Problems to solve>
**a.** According to the header for the paper on falling US birth rates, which position does Luke Pardue hold?
**b.** Pick up the header for the paper on falling US birth rates since the Great Recession right after its last line, and write what comes next.

Provided text>
The Puzzle of Falling US Birth Rates since the Great Recession

Author:

Kearney Melissa S.1,Levine Phillip B.2,Pardue Luke3

Affiliation:

1. Melissa S. Kearney is the Neil Moskowitz Professor of Economics, University of Maryland, College Park, Maryland. Research Associates, National Bureau of Economic Research, Cambridge, Massachusetts.

2. Phillip B. Levine is the Katharine Coman and A. Barton Hepburn Professor of Economics, Wellesley College, Wellesley, Massachusetts. Research Associates, National Bureau of Economic Research, Cambridge, Massachusetts.

3. Luke Pardue is a PhD Candidate in Economics, University of Maryland, College Park, Maryland.

Stored rows>
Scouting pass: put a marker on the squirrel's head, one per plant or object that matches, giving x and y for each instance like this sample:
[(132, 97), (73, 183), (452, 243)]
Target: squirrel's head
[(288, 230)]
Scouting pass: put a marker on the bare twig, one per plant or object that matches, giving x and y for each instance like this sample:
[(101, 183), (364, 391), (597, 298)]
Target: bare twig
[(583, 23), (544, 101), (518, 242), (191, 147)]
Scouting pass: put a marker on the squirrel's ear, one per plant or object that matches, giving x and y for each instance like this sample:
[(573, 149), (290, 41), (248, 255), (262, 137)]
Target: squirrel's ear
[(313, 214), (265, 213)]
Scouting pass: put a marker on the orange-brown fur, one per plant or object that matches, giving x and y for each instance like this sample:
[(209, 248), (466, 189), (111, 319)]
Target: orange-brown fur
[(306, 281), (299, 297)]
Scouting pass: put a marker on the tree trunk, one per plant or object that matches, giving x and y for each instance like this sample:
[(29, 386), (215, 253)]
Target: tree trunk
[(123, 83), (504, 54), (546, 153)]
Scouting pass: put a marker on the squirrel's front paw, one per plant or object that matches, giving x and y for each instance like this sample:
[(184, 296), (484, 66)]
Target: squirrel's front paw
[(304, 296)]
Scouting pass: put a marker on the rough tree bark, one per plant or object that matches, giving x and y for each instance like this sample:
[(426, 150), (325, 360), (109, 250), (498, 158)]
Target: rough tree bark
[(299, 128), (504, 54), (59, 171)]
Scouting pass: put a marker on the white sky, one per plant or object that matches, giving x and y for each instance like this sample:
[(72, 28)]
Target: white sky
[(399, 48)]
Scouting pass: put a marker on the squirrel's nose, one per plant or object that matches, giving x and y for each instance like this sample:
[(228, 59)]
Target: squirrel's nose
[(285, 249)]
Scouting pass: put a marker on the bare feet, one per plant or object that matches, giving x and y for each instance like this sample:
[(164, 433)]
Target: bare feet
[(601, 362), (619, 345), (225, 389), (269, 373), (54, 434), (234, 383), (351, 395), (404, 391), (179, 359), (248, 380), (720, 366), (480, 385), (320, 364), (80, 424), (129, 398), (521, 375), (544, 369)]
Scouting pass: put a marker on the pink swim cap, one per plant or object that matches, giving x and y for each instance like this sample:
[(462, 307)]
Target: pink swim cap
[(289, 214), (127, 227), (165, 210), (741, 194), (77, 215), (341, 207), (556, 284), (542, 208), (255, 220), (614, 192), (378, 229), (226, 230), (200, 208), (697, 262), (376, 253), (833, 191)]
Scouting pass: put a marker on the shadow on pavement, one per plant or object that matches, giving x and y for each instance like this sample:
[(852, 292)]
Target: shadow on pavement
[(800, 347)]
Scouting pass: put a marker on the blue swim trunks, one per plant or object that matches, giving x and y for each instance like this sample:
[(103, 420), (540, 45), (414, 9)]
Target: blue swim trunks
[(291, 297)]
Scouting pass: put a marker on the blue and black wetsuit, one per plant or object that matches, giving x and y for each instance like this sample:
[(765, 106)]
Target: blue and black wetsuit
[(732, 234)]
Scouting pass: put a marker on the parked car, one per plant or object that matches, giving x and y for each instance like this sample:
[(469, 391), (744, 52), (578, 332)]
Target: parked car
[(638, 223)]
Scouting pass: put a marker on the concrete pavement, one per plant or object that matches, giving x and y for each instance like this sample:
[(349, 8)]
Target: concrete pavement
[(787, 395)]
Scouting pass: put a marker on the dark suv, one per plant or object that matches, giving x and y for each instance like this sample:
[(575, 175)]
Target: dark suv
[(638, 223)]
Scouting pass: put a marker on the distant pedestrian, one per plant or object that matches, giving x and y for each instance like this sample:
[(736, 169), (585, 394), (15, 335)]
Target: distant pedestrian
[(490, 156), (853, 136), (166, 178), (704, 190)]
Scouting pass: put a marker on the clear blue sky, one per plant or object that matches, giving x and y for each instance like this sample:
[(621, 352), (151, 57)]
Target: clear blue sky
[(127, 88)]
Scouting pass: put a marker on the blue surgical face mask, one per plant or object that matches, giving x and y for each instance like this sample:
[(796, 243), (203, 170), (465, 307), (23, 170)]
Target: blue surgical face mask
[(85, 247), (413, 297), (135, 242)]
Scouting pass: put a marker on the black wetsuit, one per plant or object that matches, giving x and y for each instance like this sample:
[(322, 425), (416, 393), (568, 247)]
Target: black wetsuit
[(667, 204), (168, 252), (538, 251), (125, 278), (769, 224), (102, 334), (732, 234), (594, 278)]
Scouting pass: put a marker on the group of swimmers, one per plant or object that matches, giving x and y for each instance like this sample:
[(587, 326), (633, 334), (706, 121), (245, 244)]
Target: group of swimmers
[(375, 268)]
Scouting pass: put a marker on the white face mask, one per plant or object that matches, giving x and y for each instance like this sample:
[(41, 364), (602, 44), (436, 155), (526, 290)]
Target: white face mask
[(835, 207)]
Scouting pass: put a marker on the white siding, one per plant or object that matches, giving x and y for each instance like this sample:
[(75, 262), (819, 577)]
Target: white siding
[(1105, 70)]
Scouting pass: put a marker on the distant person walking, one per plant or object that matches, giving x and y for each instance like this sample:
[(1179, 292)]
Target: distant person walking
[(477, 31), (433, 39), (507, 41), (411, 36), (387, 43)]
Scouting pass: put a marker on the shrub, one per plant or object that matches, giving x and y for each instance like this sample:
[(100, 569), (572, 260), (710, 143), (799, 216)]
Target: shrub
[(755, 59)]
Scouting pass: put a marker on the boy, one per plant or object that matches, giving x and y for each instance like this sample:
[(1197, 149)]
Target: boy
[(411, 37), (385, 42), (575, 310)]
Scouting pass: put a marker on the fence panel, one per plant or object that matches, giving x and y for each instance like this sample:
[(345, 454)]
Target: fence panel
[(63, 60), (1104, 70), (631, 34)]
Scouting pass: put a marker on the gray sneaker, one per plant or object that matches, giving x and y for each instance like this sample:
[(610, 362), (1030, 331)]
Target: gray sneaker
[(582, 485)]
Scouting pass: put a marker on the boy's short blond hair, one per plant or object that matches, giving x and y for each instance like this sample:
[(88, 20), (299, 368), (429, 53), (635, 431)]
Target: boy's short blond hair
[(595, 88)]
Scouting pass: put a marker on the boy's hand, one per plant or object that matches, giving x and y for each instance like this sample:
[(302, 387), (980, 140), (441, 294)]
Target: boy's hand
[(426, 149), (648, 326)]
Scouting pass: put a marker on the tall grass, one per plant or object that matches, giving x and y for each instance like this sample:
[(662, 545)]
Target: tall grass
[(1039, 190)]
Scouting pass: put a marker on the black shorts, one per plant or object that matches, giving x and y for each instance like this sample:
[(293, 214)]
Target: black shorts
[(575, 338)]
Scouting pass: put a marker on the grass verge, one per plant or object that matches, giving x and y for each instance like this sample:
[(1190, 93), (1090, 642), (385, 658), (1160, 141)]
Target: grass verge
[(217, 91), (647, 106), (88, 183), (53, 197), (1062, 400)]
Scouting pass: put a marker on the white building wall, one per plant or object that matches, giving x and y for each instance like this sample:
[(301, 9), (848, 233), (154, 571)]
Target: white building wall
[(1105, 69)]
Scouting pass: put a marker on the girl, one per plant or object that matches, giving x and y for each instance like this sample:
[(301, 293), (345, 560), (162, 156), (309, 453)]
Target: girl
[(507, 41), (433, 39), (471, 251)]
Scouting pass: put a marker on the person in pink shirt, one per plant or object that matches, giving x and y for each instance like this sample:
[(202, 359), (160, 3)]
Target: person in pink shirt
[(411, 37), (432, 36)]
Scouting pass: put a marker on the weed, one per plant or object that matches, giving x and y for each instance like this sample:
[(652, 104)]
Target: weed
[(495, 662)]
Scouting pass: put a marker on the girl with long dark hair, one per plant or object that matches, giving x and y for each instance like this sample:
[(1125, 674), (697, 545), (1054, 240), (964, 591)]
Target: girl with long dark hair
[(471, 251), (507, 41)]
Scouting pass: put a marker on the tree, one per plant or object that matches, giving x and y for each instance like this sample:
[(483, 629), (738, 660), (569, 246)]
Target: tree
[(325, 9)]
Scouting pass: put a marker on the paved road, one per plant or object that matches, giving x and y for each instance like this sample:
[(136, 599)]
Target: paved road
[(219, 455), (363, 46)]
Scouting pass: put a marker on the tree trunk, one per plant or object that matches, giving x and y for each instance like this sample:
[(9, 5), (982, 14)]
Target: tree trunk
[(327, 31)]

Responses in order>
**a.** He is a PhD Candidate in Economics at the University of Maryland, College Park, Maryland.

**b.**
Abstract

This paper documents a set of facts about the dramatic decline in birth rates in the United States between 2007 and 2020 and explores possible explanations. The overall reduction in the birth rate reflects declines across many groups of women, including teens, Hispanic women, and college-educated white women. The Great Recession contributed to the decline in the early part of this period, but we are unable to identify any other economic, policy, or social factor that has changed since 2007 that is responsible for much of the decline beyond that. Mechanically, the falling birth rate can be attributed to changes in birth patterns across recent cohorts of women moving through childbearing age. We conjecture that the “shifting priorities” of more recent cohorts, reflecting changes in preferences for having children, aspirations for life, and parenting norms, may be responsible. We conclude with a brief discussion about the societal consequences for a declining birth rate and what the United States might do about it.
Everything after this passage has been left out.